**AUFGABEN:**
1) Welche Hochschule hat laut dem Textauszug die Studie über Körperbilder in sozialen Medien gemacht?
2) Fang am Anfang der Datensätze an und hör nach der Zeile auf, die „x=197, y=77“ enthält. Gib diesen Teil als CSV mit den zwei Spalten „eingabe“ und „ausgabe“ aus: pro Datensatz eine Zeile mit seinem Text und der zugehörigen Antwort, jedes Feld in Anführungszeichen und Zeilenumbrüche durch Leerzeichen ersetzt.

**TEXTAUSZUG:**
---+---

Makellose Haut, weisse Zähne, durchtrainierte Bäuche: Soziale Medien sind voll mit perfekten Körpern und Schönheitsidealen. Das setzt vor allem junge Mädchen unter Druck, zeigt eine neue Studie der Zürcher Hochschule für Angewandte Wissenschaften (ZHAW). Jael Bernath erläutert wichtige Erkenntnisse. Sie ist Koautorin der Studie.
SRF News: Wie beeinflussen digitale Medien das Körperbild von Jugendlichen?
Jael Bernath: Das Körperbild von Jugendlichen wird grundsätzlich von vielen Aspekten beeinflusst. Medien sind nur einer davon. Soziale Medien spielen aber eine zentrale Rolle, weil der Alltag von Jugendlichen heute sehr stark durch sie geprägt ist. Bilder, die dort kursieren, zeigen oft idealisierte und unrealistische Schönheitsideale. Diese Körperbilder sind für Jugendliche schwer zu erreichen. Der Vergleich damit kann Stress auslösen.
Sie sprechen von idealisierten und unrealistischen Darstellungen. Welche Schönheitsideale werden denn vermittelt?
Wir sehen in unserer Befragung, dass für junge Frauen nach wie vor Ideale von Schlanksein wichtig sind oder sie diese stark verinnerlicht haben. Für junge Männer sind muskulöse und starke Körper wichtiger. Die Personen, die solche Inhalte posten, wirken für die Jugendlichen nahbar. Teilweise kann man sogar mit ihnen interagieren. Vieles erscheint spontan produziert, obwohl tatsächlich oft viel Aufwand dahintersteckt und die Bilder nachbearbeitet werden. Durch diese scheinbare Nähe wird der Eindruck vermittelt: Das kann ich auch erreichen, so muss ich aussehen.
Mädchen empfinden stärker das Gefühl, dass sie ihr Aussehen verändern müssen.
Sie haben herausgefunden, dass Mädchen anders auf solche Bilder reagieren als Jungen. Was hat Ihre Befragung gezeigt?
Mädchen berichten häufiger, dass sie durch Inhalte aus sozialen Netzwerken unter Druck geraten. Sie empfinden stärker das Gefühl, dass sie ihren Körper und ihr Aussehen verändern müssen. Der Druck fällt bei Mädchen in dieser Altersspanne stärker aus als bei Jungen.
Wie erklären Sie sich diesen Unterschied?

---+---

**AUSGANGSMATERIAL:**
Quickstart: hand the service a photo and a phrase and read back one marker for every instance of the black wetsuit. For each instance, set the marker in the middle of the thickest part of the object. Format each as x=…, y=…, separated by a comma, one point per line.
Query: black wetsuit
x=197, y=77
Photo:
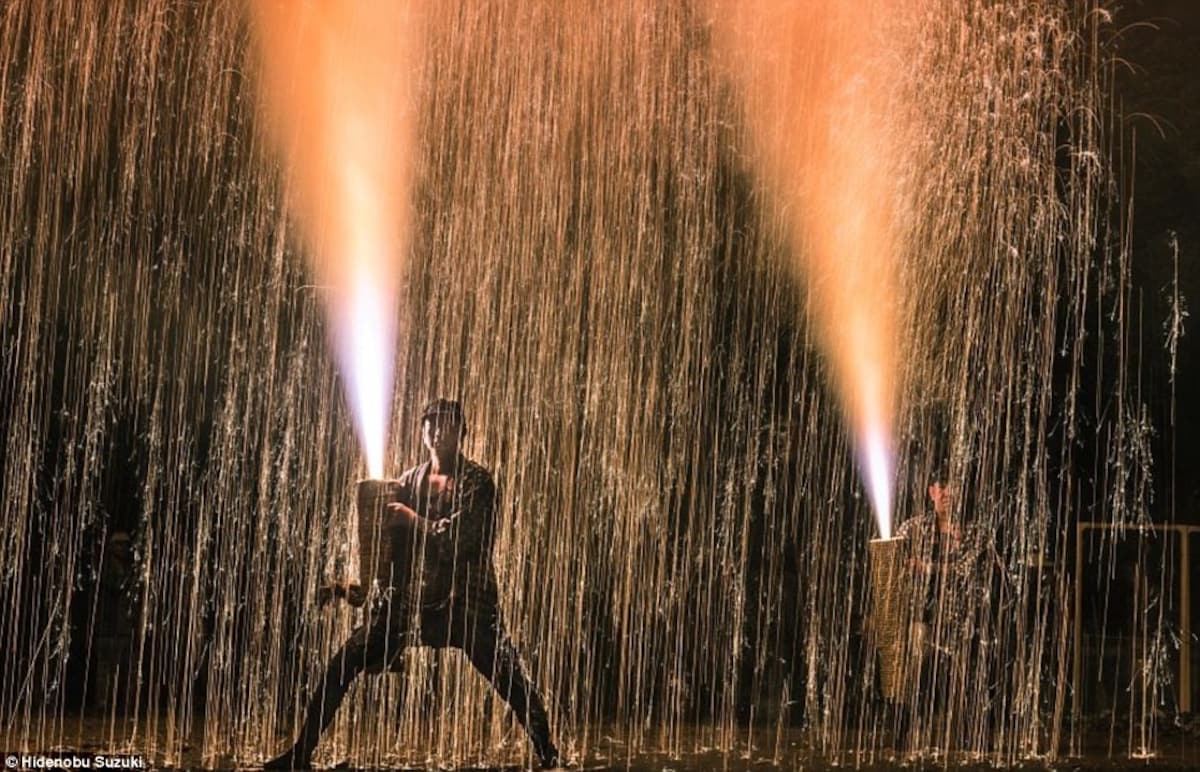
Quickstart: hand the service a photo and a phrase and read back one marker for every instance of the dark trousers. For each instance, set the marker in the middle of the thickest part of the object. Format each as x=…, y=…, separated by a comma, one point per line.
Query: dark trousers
x=387, y=633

---+---

**LÖSUNGEN:**
1) Die Zürcher Hochschule für Angewandte Wissenschaften (ZHAW).

2)
eingabe,ausgabe
"Quickstart: hand the service a photo and a phrase and read back one marker for every instance of the black wetsuit. For each instance, set the marker in the middle of the thickest part of the object. Format each as x=…, y=…, separated by a comma, one point per line. Query: black wetsuit","x=197, y=77"